* _INPUT DATA_
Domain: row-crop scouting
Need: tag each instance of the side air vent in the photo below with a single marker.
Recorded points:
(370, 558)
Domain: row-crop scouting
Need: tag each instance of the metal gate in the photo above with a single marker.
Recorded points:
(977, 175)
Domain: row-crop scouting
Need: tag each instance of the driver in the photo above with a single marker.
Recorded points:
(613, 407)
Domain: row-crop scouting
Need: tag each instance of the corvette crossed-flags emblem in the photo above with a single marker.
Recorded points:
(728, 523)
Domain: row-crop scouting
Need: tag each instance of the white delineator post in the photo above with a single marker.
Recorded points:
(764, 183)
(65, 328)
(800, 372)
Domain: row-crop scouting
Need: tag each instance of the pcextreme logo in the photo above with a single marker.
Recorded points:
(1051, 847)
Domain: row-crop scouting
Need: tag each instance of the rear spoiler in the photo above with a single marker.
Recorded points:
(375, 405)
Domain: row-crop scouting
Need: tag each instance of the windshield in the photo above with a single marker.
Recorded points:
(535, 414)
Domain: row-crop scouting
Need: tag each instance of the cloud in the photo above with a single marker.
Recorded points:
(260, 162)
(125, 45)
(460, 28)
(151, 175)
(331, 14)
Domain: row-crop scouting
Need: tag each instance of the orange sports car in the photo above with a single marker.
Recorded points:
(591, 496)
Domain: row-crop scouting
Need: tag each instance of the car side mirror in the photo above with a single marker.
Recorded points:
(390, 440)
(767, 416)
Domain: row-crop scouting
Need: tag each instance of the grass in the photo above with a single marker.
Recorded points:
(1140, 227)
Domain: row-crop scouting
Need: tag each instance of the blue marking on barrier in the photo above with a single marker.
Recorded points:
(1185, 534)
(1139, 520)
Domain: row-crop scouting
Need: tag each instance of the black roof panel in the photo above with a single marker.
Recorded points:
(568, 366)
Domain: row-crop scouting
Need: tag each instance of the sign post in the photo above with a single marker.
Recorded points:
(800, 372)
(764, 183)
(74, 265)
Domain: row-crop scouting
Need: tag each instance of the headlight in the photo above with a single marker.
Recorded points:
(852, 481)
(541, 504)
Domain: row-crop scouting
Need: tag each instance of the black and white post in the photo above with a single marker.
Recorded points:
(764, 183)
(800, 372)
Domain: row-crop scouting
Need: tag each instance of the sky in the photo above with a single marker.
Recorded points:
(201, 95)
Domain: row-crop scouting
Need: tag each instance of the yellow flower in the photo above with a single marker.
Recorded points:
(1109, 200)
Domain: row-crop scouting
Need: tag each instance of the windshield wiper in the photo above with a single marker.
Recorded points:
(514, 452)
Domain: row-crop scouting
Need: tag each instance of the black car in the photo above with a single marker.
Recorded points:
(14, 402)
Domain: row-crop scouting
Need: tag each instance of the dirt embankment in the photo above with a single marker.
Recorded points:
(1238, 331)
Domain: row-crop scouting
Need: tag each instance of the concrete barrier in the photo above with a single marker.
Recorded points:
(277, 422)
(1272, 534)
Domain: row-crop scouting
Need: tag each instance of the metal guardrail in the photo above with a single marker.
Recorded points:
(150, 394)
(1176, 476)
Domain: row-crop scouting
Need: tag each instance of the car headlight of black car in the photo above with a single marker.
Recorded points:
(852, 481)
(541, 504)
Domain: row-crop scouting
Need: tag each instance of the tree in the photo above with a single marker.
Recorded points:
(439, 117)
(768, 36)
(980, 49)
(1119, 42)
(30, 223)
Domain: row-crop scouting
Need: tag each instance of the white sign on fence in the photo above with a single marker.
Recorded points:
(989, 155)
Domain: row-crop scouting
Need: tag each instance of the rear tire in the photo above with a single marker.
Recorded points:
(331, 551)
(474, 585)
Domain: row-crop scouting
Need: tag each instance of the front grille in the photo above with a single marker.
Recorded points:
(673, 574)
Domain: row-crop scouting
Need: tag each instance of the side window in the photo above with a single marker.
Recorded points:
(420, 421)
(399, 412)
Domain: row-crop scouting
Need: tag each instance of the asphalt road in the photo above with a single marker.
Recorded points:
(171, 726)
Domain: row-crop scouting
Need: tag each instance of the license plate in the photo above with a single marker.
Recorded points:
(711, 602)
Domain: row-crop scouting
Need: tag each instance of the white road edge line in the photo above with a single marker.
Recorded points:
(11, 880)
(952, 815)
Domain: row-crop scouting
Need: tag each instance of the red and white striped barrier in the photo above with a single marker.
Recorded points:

* _PROBLEM REQUIREMENTS_
List each line of the material above that contains the string "barrier", copying every such line in full.

* _CORRECT RESPONSE_
Need: tag each instance of the blue marking on barrier in the photo above with a single marker.
Need: tag each instance of the concrete barrier in the photo above with a single marker.
Need: tag each instance of the red and white striped barrier in the photo above with a single marker.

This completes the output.